To do:
Render every line of the entries below as a JSON list of strings, one string per line, leaving out blank lines. Leave the pictures out of your answer.

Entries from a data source
## begin
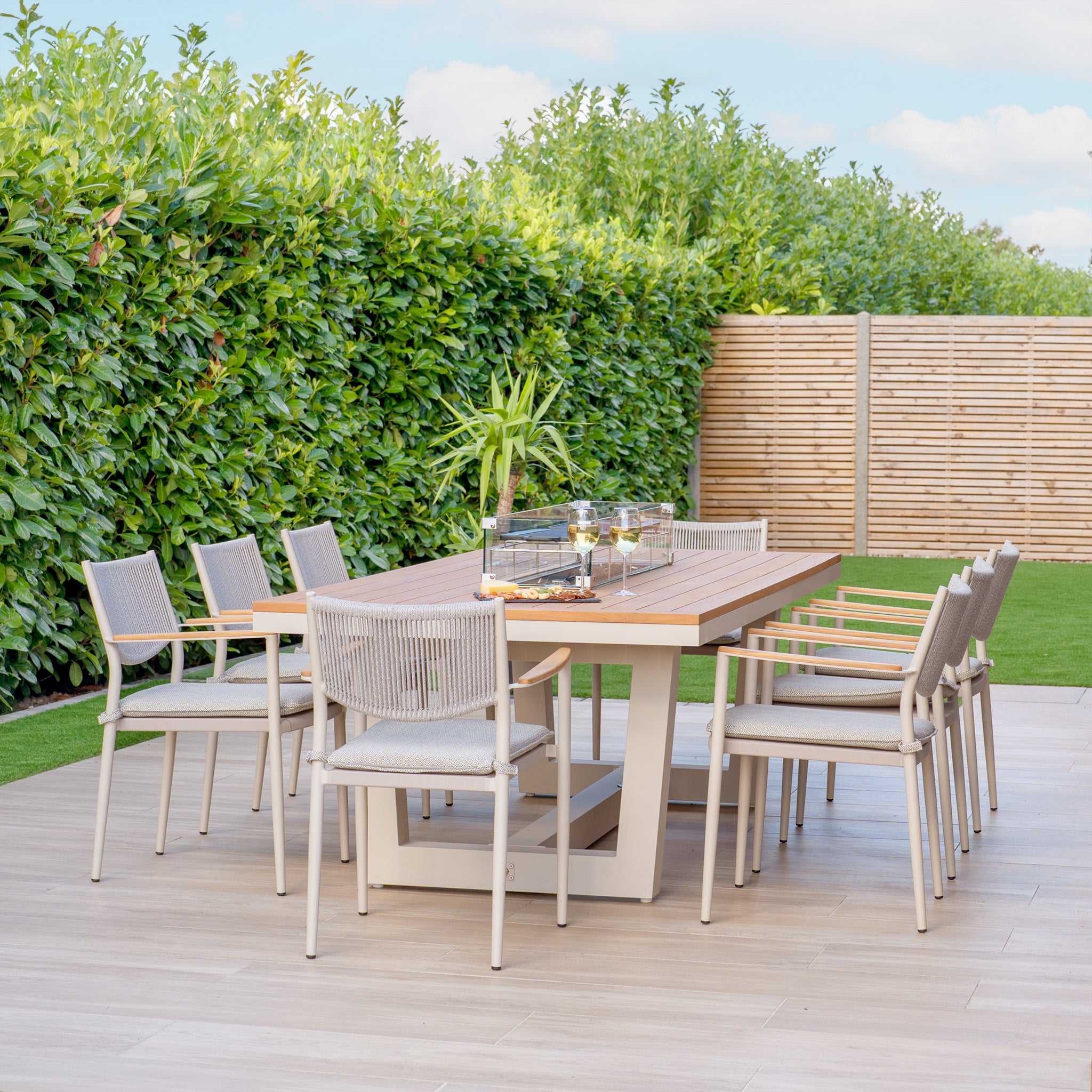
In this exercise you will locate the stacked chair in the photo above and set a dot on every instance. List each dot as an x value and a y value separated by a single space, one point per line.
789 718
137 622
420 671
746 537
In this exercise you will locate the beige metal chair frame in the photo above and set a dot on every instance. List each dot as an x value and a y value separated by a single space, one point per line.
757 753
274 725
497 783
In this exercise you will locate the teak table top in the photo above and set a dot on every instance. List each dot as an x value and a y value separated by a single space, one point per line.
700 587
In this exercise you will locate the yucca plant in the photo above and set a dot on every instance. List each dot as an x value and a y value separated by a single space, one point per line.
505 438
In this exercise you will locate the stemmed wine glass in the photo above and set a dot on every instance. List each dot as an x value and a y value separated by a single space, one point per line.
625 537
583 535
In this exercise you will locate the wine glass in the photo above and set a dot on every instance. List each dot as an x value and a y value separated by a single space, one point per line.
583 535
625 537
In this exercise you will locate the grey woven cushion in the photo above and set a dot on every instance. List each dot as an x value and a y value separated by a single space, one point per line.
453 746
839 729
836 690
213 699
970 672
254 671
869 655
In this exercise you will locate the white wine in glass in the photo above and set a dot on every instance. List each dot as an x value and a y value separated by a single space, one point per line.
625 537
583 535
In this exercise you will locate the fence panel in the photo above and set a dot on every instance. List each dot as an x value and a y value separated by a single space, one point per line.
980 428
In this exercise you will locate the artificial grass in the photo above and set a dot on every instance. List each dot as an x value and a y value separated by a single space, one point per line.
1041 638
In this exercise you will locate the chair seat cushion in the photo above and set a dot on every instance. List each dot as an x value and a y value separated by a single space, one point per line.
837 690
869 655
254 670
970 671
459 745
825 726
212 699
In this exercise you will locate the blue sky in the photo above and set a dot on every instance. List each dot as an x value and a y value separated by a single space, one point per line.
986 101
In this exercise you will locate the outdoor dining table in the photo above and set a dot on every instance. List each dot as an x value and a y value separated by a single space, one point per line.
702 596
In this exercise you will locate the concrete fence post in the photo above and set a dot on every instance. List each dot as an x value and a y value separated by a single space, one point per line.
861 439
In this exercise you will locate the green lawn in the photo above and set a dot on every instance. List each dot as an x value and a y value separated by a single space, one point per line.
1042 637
## end
Answer to this exercise:
[
  "In this exercise you will locate the stacked chair in the photo above and set a dot on every instance. List each dot as an x value and a y value separated by a single space, one point per line.",
  "789 718",
  "137 622",
  "420 671",
  "746 537",
  "In this exercise you will locate the beige metal chair frame in the photo above and set a dot on every instance. List each dot as an x value and a y value separated by a single space, one point per line.",
  "757 753",
  "274 725",
  "497 783",
  "In this exercise you will locate the teak table top in the photo above and set a dot on every instance. List each dot as an x value and a y value separated by a single space, one point per line.",
  "700 587",
  "In this exercise you will locate the yucca plant in the photo above and set a dot on every instance. List each dot as an x value and a y value separated by a single space, one point per line.",
  "505 438",
  "In this exercise you will locate the stemmed wine glass in the photo above and set a dot on every instance. List each dot as an x value and a y value separated by a single space, one point per line.",
  "625 537",
  "583 535",
  "In this exercise you will locate the wine glass in the photo above and set a dot on every instance. List each dot as an x value and a y value separated by a single space, one point per line.",
  "583 535",
  "625 537",
  "In this exercise you will locate the grey woven cushion in the photo above and set a dot on every instance. List each dot as an x value and a y value separated by a single space, one point per line.",
  "453 746",
  "839 729",
  "836 690",
  "213 699",
  "970 672",
  "254 671",
  "869 655",
  "In this exercise you will locate the white wine in glass in the photo above and set a dot on every instance. List each dot as an x value and a y value separated by a single space, one point per line.",
  "625 537",
  "583 535",
  "In this exercise you will locate the fence panel in the photo above and set a dot on every instance. List each dot as an x value and a y value separated by a single space, one point per line.",
  "980 428",
  "In this exercise you will locate the artificial grass in the photo above and set a dot on every instance. List each dot as an x value and a y value separated by a single space, one point per line.",
  "1041 638",
  "In this exercise you will locate the chair seat cushion in the photo above and set a dot on every instance. List each dot as an x value and a y value separated by a single space, one point per line.",
  "837 690",
  "869 655",
  "254 670",
  "970 671",
  "459 745",
  "825 726",
  "212 699",
  "In this exercise you will locate the blue sky in the photo above and set a dot on every instance. List each dot as an x value and a y value separated by a single space, one point per line.",
  "986 101",
  "In this exercise you will locate the outdoor dining table in the photo above and set a dot on every instance. List each dot as an x value and a y value separated by a single space, one point per line.",
  "702 596",
  "In this exercise you will locate the concrete fence post in the photo above and set a dot on every instance. List each dot as an x value and a y value separated by a single space, one point per line.",
  "861 439",
  "In this exercise you will locate the green lawn in the photo above and set a dot on every instance. List each dot as an x value and a y value separated by a single space, one point per line.",
  "1042 637"
]